**ACTIVITY**. Say the number of lines holding the word "blue" in the data, and leave out everything else.

**DATA RECORDS**.
────────────────────────────────────────

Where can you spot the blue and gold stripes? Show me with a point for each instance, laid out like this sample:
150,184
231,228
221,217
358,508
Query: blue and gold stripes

────────────────────────────────────────

**EXPECTED ANSWER**. 2